# WHAT THIS TASK INVOLVES:
Count the lines in the data below that contain the string "tight", matching case exactly, and reply with only the number.

*** EXTRACTED MATERIAL ***

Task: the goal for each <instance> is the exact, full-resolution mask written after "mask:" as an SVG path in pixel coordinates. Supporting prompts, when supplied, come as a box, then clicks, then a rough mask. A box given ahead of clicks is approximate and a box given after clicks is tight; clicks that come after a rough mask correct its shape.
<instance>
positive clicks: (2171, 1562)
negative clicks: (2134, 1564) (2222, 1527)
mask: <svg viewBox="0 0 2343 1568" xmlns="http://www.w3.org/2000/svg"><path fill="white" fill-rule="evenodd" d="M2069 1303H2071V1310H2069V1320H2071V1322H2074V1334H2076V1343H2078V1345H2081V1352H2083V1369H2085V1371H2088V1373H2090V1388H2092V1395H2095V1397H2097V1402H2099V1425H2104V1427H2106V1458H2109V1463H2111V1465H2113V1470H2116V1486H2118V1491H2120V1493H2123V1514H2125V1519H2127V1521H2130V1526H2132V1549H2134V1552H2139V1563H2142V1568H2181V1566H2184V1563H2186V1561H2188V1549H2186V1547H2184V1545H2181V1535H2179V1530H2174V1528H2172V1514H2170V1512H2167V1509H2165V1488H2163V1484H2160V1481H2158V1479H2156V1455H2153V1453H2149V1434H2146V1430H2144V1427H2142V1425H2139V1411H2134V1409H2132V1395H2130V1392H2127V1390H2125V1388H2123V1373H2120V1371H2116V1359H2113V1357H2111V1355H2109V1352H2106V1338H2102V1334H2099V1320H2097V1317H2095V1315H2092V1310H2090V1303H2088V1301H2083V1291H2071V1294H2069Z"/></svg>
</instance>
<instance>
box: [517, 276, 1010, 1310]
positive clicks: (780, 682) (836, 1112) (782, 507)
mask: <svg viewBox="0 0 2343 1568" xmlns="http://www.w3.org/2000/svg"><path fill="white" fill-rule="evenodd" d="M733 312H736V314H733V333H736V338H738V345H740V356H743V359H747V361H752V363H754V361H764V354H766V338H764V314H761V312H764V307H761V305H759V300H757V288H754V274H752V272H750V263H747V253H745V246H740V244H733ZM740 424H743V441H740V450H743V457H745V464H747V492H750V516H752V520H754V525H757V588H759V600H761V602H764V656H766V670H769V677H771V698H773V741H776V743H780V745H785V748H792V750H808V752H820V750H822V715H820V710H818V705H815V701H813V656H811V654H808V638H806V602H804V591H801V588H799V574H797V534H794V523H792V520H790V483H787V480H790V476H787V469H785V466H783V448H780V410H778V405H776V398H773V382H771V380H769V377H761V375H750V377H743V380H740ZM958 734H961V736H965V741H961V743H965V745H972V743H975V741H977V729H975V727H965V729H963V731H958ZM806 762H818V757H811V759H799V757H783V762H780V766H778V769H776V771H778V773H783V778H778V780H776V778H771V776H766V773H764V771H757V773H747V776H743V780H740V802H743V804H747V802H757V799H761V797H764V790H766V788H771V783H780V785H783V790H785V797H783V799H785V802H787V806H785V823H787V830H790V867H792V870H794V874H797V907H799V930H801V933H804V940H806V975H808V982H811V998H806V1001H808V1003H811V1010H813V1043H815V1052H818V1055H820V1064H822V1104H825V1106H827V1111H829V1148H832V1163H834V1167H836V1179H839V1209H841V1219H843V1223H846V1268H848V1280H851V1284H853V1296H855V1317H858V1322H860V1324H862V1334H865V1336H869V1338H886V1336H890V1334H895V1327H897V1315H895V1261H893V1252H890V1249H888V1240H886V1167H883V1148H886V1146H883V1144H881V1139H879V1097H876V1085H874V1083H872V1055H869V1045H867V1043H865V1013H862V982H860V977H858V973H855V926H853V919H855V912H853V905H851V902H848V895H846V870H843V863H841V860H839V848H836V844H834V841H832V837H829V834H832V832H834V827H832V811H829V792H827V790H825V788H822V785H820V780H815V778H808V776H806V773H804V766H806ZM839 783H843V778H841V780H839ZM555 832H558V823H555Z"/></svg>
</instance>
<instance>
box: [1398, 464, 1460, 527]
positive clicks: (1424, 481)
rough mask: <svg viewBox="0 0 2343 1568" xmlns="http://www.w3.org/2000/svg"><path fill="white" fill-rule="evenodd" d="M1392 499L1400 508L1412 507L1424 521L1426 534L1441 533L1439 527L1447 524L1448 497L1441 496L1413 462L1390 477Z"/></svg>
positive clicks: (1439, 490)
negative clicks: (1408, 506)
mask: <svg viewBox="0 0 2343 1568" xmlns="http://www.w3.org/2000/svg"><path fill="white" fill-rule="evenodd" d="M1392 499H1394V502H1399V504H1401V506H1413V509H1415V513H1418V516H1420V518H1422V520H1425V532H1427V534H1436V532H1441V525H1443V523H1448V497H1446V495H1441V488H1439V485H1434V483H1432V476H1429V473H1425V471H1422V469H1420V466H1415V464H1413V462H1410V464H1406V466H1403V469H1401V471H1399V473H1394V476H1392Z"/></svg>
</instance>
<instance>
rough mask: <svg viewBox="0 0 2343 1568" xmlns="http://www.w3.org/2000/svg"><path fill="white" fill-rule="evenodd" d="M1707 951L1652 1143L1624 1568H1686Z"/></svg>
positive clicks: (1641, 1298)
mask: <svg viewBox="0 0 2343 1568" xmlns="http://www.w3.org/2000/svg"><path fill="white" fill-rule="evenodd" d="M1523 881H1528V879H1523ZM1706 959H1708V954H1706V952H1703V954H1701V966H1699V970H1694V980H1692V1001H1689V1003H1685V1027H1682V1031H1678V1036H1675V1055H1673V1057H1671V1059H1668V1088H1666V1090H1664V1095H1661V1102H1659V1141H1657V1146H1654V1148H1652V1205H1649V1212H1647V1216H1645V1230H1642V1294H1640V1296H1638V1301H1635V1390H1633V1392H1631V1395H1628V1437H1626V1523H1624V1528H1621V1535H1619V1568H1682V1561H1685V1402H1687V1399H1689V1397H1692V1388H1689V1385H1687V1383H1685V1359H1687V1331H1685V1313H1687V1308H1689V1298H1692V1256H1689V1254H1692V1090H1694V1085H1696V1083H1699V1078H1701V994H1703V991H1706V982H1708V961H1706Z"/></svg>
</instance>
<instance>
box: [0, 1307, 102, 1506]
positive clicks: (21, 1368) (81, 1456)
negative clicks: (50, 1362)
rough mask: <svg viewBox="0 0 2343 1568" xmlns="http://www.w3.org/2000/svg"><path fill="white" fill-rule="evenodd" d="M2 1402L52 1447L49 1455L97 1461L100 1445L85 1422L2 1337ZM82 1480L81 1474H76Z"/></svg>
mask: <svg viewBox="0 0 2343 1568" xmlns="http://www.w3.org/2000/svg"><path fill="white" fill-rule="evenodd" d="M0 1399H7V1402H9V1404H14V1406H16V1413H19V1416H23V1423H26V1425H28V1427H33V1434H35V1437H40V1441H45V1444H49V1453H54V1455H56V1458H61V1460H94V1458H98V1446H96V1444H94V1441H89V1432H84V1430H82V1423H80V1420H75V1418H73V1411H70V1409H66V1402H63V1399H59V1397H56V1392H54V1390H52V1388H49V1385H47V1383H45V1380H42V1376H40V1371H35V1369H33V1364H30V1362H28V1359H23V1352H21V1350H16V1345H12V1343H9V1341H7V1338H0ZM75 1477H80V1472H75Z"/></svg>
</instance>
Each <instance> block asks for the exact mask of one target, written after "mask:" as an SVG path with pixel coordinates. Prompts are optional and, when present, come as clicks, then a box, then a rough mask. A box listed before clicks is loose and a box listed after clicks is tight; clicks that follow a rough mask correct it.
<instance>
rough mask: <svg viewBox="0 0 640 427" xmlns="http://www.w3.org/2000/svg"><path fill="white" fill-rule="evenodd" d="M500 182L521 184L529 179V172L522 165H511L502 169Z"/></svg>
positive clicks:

*** End of EXTRACTED MATERIAL ***

# OUTPUT OF THE EXERCISE:
2